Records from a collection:

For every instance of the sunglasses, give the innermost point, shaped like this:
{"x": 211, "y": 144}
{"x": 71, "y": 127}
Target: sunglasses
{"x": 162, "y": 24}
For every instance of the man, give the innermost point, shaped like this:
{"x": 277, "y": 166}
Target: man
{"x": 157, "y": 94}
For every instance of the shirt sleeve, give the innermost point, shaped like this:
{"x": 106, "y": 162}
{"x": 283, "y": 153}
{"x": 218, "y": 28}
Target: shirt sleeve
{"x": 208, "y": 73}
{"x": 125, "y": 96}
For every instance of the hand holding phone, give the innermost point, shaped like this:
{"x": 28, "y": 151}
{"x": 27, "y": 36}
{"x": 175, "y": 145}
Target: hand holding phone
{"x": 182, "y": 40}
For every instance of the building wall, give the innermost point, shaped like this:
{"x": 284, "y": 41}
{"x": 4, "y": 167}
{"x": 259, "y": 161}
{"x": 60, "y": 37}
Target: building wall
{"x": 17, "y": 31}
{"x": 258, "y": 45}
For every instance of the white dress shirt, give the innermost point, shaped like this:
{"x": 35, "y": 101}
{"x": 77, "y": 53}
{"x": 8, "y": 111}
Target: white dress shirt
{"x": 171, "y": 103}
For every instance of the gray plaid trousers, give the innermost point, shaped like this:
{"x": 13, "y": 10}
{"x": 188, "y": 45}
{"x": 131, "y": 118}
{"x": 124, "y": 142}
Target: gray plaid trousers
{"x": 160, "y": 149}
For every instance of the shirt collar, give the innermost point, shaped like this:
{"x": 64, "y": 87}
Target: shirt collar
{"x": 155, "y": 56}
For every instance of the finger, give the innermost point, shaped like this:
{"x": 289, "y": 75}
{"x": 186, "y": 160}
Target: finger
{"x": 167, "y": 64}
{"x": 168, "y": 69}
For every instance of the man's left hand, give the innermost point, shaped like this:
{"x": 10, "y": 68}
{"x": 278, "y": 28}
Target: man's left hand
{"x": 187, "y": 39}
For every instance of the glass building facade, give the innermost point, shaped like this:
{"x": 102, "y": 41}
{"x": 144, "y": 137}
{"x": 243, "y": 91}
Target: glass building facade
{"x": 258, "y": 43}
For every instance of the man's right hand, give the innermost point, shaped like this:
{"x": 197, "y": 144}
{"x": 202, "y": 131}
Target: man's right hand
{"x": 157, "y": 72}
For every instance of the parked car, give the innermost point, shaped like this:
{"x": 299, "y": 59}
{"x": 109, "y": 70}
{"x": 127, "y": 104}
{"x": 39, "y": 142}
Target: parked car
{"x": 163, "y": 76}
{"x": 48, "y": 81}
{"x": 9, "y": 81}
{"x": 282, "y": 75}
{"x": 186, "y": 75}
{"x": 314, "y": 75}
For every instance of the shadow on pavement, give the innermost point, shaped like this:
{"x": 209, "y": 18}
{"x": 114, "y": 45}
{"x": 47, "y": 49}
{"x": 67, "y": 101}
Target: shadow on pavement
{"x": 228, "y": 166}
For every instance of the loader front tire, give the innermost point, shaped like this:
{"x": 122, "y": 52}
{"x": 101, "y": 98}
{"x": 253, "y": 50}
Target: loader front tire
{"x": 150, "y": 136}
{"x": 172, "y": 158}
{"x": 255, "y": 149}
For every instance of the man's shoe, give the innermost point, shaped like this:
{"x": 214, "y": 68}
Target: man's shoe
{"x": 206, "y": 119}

TASK TO CARRY OUT:
Copy out the rows from the line containing "For every instance of the gray" through the end of the rows, both ends included and the requests kept. In the answers, multiply every x and y coordinate by 2.5 and round to a whole number, with halves rounded up. Leave the requests and their sample points unchanged.

REPLY:
For every instance of the gray plaid trousers, give the innermost point, shaped like this:
{"x": 13, "y": 10}
{"x": 188, "y": 45}
{"x": 131, "y": 118}
{"x": 124, "y": 142}
Target: gray plaid trousers
{"x": 400, "y": 373}
For every instance of the shirt collar, give the innermost point, shaped like this:
{"x": 64, "y": 87}
Target: shirt collar
{"x": 388, "y": 140}
For every instance of the finger, give the innermost point, shaped like this:
{"x": 289, "y": 75}
{"x": 186, "y": 160}
Target: finger
{"x": 418, "y": 160}
{"x": 420, "y": 173}
For every instance of the man's left hand, give the innermost point, shaped like this:
{"x": 10, "y": 68}
{"x": 278, "y": 28}
Target: man's left hand
{"x": 468, "y": 98}
For every instance of the glass building facade, give the innermost point, shaped like this:
{"x": 102, "y": 41}
{"x": 144, "y": 137}
{"x": 243, "y": 91}
Target: glass building facade
{"x": 645, "y": 108}
For every instance of the man's right hand, give the innermost point, shaped like this:
{"x": 197, "y": 144}
{"x": 202, "y": 131}
Target: man's right hand
{"x": 393, "y": 180}
For every instance of the parked car, give the innermost point, shaped like this:
{"x": 299, "y": 59}
{"x": 109, "y": 70}
{"x": 127, "y": 104}
{"x": 39, "y": 142}
Target: parked car
{"x": 408, "y": 190}
{"x": 120, "y": 203}
{"x": 23, "y": 203}
{"x": 705, "y": 188}
{"x": 465, "y": 188}
{"x": 785, "y": 188}
For every instance of the shadow on pavement, give the innermost point, shaped like this:
{"x": 209, "y": 18}
{"x": 114, "y": 45}
{"x": 47, "y": 49}
{"x": 67, "y": 101}
Target: shadow on pavement
{"x": 570, "y": 415}
For every instance of the loader front tire, give the innermost point, shaped like this:
{"x": 122, "y": 52}
{"x": 101, "y": 98}
{"x": 253, "y": 50}
Target: loader front tire
{"x": 375, "y": 340}
{"x": 430, "y": 395}
{"x": 638, "y": 373}
For every instance of the man's shoe, give the innermost point, shaped like this:
{"x": 214, "y": 68}
Target: man's shoe
{"x": 515, "y": 298}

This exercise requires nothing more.